- Prompt: List every person mentioned by name in the passage about "Casabianca" below.

In short, I thought, not felt, how beautiful it was.
And "Casabianca" is not a bad poem--it is, to judge from the
attention given it by today's Romantics anthologists and critics
of your stature, one of Hemans's very best. But is it as good--anywhere
near as good--a poetic indictment of "the violence society
exacts of itself as payment for its pursuit of power" as Blake's
"Chimney Sweeper" (SI version)? Let us grant that Hemans meant
"Casabianca" to be received in the sense you've described, Jerry:
let me ask--and I mean no disrespect--do you think that these
are the things that moved your mother to learn the poem by heart?
Was it Hemans's speaking to power in the wisdom of "apparent powerlessness"
that, when you were a boy, prompted her to recite it to you? Or
was it the heart-breaking plight of this poor child (a boy not
unlike you, her son) who was burned to death because his love
for his father (one of the "noblest" sentiments of any "faithful
heart") led him to a point of self-sacrificial perfection that
only children in their innocence (like the Chimney Sweeper) can
reach? If your mother and my grandmother (or my mother, for that
matter) bear any resemblance to each other (and, to judge from
your description of her recitations in your preface, they appear
to), I feel pretty sure of the answer.

Pointing and labeling entries:

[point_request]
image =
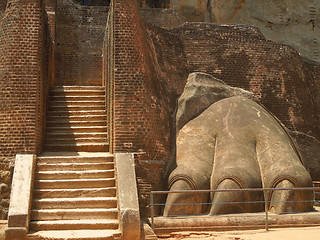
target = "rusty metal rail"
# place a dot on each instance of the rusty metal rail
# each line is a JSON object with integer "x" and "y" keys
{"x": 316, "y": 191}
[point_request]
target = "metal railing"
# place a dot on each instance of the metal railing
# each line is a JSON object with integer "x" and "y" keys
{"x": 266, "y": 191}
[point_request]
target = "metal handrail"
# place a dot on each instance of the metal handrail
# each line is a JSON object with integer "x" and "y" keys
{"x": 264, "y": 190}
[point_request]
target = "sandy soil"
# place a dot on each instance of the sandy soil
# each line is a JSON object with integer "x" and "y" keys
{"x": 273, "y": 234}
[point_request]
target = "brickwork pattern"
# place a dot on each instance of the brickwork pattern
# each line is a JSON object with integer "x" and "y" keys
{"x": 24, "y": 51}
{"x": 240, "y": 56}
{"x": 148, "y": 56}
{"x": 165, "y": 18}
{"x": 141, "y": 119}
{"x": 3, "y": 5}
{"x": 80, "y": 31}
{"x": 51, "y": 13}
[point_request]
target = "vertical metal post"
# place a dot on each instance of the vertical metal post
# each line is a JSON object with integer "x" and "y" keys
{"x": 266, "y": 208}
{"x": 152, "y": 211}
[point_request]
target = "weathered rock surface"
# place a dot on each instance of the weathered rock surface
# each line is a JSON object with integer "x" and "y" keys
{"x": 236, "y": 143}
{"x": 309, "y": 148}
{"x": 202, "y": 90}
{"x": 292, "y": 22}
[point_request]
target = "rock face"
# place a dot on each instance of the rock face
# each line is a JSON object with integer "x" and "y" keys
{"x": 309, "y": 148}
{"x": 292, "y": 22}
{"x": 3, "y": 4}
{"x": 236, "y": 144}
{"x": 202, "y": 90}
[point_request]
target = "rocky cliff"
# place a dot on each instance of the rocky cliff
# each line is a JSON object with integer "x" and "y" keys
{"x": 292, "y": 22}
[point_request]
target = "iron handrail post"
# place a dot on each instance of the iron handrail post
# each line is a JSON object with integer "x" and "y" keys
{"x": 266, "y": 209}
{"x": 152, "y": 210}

- Task result: Hemans, Blake, Jerry